▸ Required work
Exact copies are required of the lines from the line containing "Could you indicate the green" through the final line of the listing, both included, and of no other lines.

▸ Excerpted records
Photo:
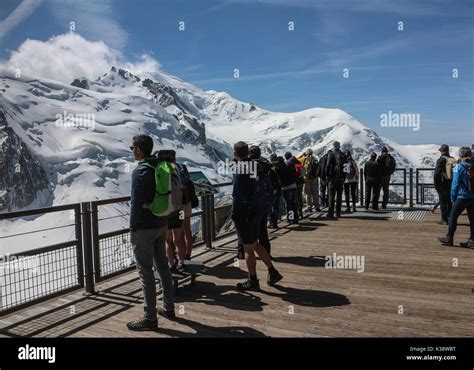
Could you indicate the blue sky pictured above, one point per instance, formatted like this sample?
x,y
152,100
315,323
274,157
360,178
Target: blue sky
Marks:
x,y
407,71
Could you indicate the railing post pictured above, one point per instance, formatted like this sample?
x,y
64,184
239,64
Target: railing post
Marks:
x,y
206,220
80,245
87,245
212,217
95,240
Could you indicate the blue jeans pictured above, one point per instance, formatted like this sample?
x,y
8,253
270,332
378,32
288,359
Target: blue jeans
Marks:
x,y
274,213
149,249
290,203
460,205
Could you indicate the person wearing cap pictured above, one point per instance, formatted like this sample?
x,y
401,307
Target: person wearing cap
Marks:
x,y
462,196
387,166
310,187
372,182
335,176
274,214
443,176
351,183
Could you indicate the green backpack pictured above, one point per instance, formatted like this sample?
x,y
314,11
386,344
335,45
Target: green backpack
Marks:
x,y
168,196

▸ Reply to the task
Could you indicate the green backpack pictured above, one point per instance, formatted like this sample?
x,y
314,11
386,344
335,45
Target: green backpack
Marks:
x,y
168,196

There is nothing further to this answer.